Study text:
* * * * * * * * *
The title of "my tears ricochet" alone warns listeners they're in for a bleak ride, even more so when you learned that it was written after Swift watched Marriage Story – a powerful character study centred around a couple going through a divorce. On paper, it's a song written from the perspective of a literal ghost ruminating on a relationship lived when they were alive. But, once you dig deeper, it's a reflection of Swift's experience with and exit from Big Machine Records, a scandal that has permeated her career for the past two years. The song matches that chaotic snowballing of pain and hurt inflicted upon the singer by Scott Borchetta and Scooter Braun, as she wonders how on earth this could've been done to her. "Even on my worst day, did I deserve, babe / All the hell you gave me? / Cause I loved you, I swear I loved you / Til my dying day." It builds to an orchestral crescendo, as Taylor's tears circle the sky. It's an outpouring of grief, heartbreak and asking questions Swift knows she'll never hear the answer to.
The heartbreak that "tolerate it" explores, however, is a sneakier variant. Not as venomous or as explosive as "my tears ricochet", "tolerate it" is about the unbearable hurt that comes with indifference. Swift sings of how she outpours her love in the most intense of ways, giving her lover every undeserved benefit of the doubt just to cling to the love she feels, only for that lover to never reciprocate that same passion – "I made you my temple, my mural, my sky / Now I'm begging for footnotes in the story of your life". It becomes this cycle where Swift recognises the issue – "I know my love should be celebrated" - but she can't break free – represented by the opening and closing lines both being "I sit and watch you". Whereas "my tears ricochet" was a swift punch to the gut, "tolerate it" is the slow-building pain you don't even register until it's too late.
It's fair to say that Swift rarely misses with her Track 5s. Both songs traverse heartbreak in different ways, but both feel deeply relatable in their extremities and their subtleties.
OVERALL WINNER: Tie
Once the gold dust has settled on this turbulent and invigorating era of Swift's career, it'll become apparent that these two albums are a package deal. Where folklore lacks in its overall songwriting and production, it makes up for in individual moments that will become shining milestones in Taylor Swift's already immense legacy. evermore offers a more complete and well-rounded experience. When it comes down to it, it's impossible to choose which album is better because they're intrinsically linked. Both written during a pandemic, both pushing Swift's storytelling skills to a new level. They'll serve as earmarks for 2020 in music and signify a turning point in her career.
Taylor Swift has given us all of herself that she needs to, and now she's exploring the world around her. Hoisted up by Aaron Dessner and Jack Antonoff, Swift is preparing to take flight; with folklore and evermore as the wings that will let her fully flourish.
* * * * * * * * *
What you will do: Render this sentence from the review of Swift's albums in Spanish: "evermore offers a more complete and well-rounded experience." The data below comes from a different source than the review.

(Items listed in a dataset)
* * * * * * * * *
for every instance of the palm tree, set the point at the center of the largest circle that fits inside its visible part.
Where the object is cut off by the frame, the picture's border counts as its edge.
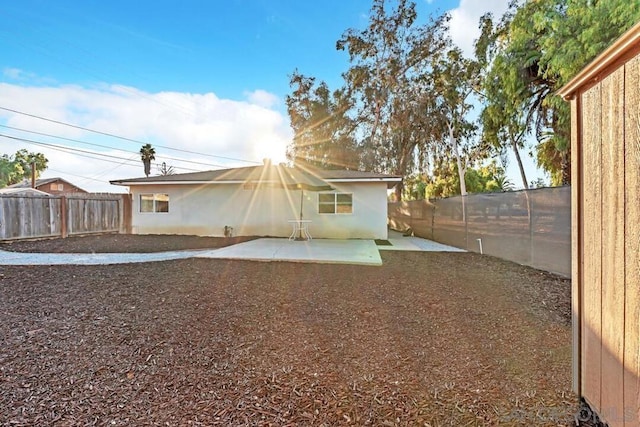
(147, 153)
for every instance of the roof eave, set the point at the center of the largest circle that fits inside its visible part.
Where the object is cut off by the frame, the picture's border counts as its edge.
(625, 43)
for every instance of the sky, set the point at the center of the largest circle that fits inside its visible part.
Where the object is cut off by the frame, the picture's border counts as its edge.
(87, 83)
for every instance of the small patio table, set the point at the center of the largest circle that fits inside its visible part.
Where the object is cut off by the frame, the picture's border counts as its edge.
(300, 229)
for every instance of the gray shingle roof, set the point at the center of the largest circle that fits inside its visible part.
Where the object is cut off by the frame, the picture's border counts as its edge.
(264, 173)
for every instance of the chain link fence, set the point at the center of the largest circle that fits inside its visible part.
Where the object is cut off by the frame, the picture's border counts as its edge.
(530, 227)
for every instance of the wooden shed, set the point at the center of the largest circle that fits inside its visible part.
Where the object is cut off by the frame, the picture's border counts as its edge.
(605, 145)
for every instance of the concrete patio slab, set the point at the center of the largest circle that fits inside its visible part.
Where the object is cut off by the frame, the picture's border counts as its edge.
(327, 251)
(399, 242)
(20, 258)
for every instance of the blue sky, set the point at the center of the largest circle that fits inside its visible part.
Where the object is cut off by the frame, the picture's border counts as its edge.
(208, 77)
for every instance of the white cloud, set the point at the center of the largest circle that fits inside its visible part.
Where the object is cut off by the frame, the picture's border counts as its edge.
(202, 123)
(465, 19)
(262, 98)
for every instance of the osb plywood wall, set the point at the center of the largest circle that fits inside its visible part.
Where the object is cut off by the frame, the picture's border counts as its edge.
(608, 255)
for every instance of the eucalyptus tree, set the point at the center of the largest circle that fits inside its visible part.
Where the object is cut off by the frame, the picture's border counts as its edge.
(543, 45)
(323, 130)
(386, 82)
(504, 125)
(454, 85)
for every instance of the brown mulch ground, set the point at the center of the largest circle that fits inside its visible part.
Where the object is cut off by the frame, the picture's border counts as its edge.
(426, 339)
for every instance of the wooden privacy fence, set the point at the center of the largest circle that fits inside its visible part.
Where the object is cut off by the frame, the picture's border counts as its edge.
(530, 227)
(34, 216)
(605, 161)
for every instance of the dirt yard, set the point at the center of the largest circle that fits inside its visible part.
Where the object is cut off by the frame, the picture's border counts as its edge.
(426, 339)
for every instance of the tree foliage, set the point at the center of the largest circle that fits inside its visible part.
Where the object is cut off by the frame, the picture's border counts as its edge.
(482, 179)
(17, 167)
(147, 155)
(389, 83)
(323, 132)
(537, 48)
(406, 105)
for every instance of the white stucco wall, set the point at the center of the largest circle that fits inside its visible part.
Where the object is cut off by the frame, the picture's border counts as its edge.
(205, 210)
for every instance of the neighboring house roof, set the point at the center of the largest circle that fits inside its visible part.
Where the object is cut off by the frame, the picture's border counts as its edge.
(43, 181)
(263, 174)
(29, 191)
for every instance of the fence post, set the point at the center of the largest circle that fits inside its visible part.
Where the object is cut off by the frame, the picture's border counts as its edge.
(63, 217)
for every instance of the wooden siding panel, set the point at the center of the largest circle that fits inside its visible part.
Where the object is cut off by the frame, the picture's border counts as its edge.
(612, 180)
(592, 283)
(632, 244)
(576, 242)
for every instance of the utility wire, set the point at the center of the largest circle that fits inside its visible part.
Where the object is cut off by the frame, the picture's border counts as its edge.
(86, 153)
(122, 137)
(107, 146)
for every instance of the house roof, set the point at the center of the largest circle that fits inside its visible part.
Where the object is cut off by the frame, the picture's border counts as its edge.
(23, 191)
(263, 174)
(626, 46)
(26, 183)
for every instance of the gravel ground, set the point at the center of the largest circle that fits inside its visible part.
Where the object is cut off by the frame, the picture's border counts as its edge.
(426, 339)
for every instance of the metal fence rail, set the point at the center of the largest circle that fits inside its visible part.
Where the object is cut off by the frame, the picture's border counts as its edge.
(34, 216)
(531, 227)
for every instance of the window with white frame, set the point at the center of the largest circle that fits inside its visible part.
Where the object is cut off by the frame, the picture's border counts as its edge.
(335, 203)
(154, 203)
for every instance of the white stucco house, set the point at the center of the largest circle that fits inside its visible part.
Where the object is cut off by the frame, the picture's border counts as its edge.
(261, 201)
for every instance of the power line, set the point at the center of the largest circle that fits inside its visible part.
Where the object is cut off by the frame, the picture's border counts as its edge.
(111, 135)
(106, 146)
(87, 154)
* * * * * * * * *
Result: evermore ofrece una experiencia más completa y equilibrada.